Entries taken from a collection
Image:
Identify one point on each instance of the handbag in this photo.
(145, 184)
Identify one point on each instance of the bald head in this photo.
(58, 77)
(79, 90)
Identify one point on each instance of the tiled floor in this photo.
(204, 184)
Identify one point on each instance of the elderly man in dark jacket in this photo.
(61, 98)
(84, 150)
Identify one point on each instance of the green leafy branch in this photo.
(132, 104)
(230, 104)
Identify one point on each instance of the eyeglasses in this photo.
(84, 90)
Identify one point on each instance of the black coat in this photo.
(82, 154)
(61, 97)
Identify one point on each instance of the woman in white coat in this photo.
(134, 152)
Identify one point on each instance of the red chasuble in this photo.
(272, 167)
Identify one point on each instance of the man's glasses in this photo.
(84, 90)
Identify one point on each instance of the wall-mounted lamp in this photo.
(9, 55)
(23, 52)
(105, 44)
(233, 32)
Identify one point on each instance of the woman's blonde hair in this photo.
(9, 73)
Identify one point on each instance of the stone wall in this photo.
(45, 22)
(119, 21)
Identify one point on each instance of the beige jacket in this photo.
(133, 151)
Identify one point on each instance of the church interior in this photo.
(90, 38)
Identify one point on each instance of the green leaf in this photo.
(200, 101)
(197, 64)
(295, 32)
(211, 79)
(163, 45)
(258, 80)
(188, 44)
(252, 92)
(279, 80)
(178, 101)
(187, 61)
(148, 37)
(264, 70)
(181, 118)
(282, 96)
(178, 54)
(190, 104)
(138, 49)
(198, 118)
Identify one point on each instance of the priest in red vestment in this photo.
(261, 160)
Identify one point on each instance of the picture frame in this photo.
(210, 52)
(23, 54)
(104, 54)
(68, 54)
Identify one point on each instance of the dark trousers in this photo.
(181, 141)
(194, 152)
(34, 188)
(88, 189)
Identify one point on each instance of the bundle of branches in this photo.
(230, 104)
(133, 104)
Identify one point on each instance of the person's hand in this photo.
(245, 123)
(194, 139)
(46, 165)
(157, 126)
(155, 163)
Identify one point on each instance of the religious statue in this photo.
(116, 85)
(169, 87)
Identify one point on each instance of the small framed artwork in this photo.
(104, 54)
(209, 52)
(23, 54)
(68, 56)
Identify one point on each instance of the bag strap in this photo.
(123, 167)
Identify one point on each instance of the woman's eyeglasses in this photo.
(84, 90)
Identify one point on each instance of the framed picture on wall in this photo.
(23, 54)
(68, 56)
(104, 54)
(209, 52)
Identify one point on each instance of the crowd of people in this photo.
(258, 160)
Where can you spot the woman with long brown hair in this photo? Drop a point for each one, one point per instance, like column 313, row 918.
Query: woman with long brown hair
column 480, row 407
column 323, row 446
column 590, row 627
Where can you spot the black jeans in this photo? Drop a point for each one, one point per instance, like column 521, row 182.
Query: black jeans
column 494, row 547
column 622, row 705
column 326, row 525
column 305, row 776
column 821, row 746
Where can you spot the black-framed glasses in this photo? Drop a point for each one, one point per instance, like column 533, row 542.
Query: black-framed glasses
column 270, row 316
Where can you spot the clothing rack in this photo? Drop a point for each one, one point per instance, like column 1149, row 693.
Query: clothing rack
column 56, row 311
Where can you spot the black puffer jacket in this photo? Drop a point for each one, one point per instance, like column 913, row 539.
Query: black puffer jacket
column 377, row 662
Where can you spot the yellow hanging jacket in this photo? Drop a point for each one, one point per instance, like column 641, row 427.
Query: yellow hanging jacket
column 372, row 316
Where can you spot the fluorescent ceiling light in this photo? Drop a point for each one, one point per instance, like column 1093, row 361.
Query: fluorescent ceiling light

== WHAT THE EXERCISE ASKS ==
Could you reproduce all of the entries above exactly?

== WRITTEN ANSWER ==
Image:
Identify one point on each instance of the handbag in this photo.
(145, 184)
Identify one point on each instance of the bald head in this photo.
(58, 77)
(79, 90)
Identify one point on each instance of the tiled floor in this photo.
(204, 184)
Identify one point on each instance of the elderly man in dark jacket in this photo.
(61, 98)
(84, 150)
Identify one point on each instance of the green leafy branch in this photo.
(132, 104)
(230, 104)
Identify one point on each instance of the eyeglasses in this photo.
(84, 90)
Identify one point on each instance of the black coat in this photo.
(82, 154)
(61, 97)
Identify one point on each instance of the woman in white coat in this photo.
(134, 152)
Identify one point on each instance of the red chasuble in this photo.
(272, 167)
Identify one point on each instance of the man's glasses in this photo.
(84, 90)
Identify one point on each instance of the wall-mounted lamp in this photo.
(9, 55)
(23, 52)
(105, 44)
(233, 32)
Identify one point on each instance of the woman's blonde hair in this photo.
(9, 73)
Identify one point on each instance of the stone wall in this photo.
(45, 22)
(119, 21)
Identify one point on each instance of the beige jacket in this photo.
(133, 151)
Identify one point on each instance of the church interior in this photo.
(90, 38)
Identify one point on each instance of the green leaf in this photo.
(200, 101)
(197, 64)
(295, 32)
(211, 79)
(163, 45)
(258, 80)
(188, 44)
(252, 92)
(279, 80)
(178, 101)
(187, 61)
(148, 37)
(264, 70)
(181, 118)
(282, 96)
(178, 54)
(190, 104)
(138, 49)
(198, 118)
Identify one point on each instance of the priest in red vestment in this photo.
(261, 160)
Identify one point on each instance of the picture frame in this photo.
(210, 52)
(23, 54)
(104, 54)
(68, 54)
Identify one point on each instance of the dark trousers in this photo.
(181, 141)
(194, 152)
(34, 188)
(88, 189)
Identify one point on each instance of the bundle of branches in this photo.
(230, 104)
(133, 104)
Identify one point on each instance of the person's hand in this photo.
(245, 123)
(194, 139)
(46, 165)
(157, 126)
(155, 163)
Identify one point on each instance of the religious statue in this photo.
(116, 85)
(169, 87)
Identify one point on each instance of the small framed artwork in this photo.
(104, 54)
(209, 52)
(23, 54)
(68, 56)
Identify one point on each instance of the bag strap in this photo.
(123, 167)
Identify one point on each instance of the woman's eyeglasses in this photo.
(84, 90)
Identify one point on each instance of the framed picture on wall in this photo.
(23, 54)
(68, 56)
(104, 54)
(209, 52)
Identify one point on each instance of the crowd of people in this photo.
(258, 160)
Where can you spot the woman with long brown hair in this photo? Drop a point for each one, one point per instance, like column 313, row 918.
Query: woman with long brown hair
column 480, row 407
column 323, row 446
column 590, row 627
Where can you spot the black jeans in this photo? Drop a point for each one, one point per instance, like column 521, row 182.
Query: black jeans
column 494, row 547
column 622, row 705
column 326, row 525
column 305, row 776
column 821, row 746
Where can you spot the black-framed glasses in this photo? Drop a point for each one, one point per instance, like column 533, row 542.
Query: black-framed glasses
column 270, row 316
Where can you spot the clothing rack in this photo? Drop a point for each one, one point per instance, like column 1149, row 693.
Query: clothing rack
column 56, row 311
Where can you spot the black puffer jacket in this photo? Drop a point for each one, one point per instance, like column 913, row 539.
Query: black puffer jacket
column 377, row 662
Where can you spot the yellow hanging jacket in this photo? Drop a point for each one, one point per instance, like column 641, row 427.
Query: yellow hanging jacket
column 372, row 316
Where can you spot the fluorescent ceiling light in this photo? Drop a point for each one, one point per instance, like column 1093, row 361.
Query: fluorescent ceiling light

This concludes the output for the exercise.